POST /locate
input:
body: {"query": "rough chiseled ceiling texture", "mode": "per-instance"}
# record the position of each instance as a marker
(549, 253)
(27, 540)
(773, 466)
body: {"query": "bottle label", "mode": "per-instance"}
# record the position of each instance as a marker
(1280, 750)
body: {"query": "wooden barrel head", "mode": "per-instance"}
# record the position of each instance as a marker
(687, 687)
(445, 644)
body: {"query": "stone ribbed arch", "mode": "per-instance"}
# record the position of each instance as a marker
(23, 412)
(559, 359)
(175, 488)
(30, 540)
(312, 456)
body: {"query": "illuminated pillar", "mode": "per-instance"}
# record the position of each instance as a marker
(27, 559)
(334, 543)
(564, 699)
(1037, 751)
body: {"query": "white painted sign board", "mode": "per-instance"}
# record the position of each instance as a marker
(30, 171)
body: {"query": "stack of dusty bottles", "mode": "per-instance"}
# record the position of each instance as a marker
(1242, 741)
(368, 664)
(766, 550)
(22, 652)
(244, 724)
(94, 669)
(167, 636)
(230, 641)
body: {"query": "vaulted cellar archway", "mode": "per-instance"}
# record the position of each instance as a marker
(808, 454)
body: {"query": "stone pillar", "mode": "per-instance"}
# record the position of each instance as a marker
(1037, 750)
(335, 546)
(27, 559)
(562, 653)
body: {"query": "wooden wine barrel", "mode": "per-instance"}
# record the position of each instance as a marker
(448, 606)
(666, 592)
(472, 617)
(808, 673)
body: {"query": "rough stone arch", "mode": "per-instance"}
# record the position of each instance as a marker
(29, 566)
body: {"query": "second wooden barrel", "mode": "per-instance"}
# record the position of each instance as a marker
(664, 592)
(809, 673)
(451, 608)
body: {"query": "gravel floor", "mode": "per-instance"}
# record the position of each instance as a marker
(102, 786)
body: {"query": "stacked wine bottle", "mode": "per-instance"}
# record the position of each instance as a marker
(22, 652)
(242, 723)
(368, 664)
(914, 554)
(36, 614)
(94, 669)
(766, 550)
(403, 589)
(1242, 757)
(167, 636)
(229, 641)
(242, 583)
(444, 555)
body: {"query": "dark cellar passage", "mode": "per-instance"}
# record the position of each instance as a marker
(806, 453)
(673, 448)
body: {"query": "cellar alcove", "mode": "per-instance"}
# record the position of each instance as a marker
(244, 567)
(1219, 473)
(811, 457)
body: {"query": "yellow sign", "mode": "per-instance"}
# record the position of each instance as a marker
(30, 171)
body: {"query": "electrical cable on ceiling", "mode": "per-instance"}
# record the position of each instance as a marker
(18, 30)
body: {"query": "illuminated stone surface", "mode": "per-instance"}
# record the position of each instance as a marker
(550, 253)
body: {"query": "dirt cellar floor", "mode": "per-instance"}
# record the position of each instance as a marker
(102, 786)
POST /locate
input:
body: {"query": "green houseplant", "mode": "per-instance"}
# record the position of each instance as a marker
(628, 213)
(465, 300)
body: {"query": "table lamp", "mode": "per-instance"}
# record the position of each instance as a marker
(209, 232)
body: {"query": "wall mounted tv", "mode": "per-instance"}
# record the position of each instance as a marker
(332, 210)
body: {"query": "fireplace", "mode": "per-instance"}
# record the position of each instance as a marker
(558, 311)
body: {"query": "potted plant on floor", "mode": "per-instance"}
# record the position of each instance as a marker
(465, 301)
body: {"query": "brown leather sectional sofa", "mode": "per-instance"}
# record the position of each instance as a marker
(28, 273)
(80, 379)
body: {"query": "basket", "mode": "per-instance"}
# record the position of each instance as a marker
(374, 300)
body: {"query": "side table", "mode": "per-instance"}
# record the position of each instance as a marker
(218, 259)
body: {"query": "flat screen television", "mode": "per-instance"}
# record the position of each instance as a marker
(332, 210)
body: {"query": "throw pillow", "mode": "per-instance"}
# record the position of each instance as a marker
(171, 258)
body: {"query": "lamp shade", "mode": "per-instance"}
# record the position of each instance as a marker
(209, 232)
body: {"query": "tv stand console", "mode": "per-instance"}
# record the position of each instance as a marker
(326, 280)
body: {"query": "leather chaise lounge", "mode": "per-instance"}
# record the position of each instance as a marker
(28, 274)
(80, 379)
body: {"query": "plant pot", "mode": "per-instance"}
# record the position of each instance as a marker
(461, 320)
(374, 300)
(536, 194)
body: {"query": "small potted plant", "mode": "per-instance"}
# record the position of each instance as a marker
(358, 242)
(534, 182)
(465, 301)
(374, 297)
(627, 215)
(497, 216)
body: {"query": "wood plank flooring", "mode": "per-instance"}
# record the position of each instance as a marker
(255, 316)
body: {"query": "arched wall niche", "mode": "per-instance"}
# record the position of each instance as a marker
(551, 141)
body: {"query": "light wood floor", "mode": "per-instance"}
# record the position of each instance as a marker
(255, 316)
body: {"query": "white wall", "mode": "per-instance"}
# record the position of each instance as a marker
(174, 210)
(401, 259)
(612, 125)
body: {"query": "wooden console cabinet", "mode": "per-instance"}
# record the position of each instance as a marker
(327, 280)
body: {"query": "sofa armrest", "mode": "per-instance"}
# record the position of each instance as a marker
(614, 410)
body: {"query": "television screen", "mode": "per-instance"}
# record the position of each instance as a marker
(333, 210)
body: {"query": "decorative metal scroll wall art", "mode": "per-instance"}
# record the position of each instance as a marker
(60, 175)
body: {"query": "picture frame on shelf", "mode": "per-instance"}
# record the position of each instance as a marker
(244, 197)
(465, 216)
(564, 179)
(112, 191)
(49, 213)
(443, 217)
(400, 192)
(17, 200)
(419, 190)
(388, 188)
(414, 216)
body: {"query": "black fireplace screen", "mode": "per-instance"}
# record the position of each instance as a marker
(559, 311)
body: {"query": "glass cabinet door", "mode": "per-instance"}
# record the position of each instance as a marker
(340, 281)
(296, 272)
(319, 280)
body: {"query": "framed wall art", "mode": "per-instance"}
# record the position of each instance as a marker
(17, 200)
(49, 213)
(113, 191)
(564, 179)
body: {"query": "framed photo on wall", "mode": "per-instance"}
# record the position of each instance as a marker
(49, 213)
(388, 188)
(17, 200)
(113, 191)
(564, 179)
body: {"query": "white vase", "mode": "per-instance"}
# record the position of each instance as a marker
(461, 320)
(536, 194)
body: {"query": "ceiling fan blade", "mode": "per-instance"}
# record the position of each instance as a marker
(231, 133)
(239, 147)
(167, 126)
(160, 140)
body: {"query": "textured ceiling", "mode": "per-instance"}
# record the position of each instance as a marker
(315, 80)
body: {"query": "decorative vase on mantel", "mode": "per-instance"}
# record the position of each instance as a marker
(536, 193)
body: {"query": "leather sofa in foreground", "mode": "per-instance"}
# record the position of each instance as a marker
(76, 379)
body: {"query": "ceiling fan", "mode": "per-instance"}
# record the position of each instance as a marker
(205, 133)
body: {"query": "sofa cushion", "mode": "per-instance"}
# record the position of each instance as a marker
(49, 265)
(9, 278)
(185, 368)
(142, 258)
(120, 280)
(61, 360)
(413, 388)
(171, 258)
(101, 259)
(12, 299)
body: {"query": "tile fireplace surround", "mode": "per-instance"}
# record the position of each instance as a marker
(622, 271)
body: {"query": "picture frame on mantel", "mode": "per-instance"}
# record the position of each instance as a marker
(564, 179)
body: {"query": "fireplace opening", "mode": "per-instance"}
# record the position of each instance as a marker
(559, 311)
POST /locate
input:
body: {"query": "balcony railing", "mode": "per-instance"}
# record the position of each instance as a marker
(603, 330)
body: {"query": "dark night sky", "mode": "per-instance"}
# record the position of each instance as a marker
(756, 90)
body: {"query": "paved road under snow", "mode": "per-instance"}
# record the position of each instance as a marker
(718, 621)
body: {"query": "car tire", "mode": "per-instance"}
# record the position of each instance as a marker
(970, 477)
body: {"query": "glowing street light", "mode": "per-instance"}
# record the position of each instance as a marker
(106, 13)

* Aim of the exercise *
Update the items from their first line through the line with "(1280, 750)" by replacing "bottle label" with "cork stopper", and give those lines again with nothing else changed.

* Result below *
POST /locate
input:
body: {"query": "rough chiseled ceiling texture", "mode": "per-instance"}
# record the position of each instance as a marker
(549, 253)
(27, 540)
(773, 466)
body: {"query": "cork stopper", "mode": "per-instance"}
# record the position of each instance as a marker
(1280, 750)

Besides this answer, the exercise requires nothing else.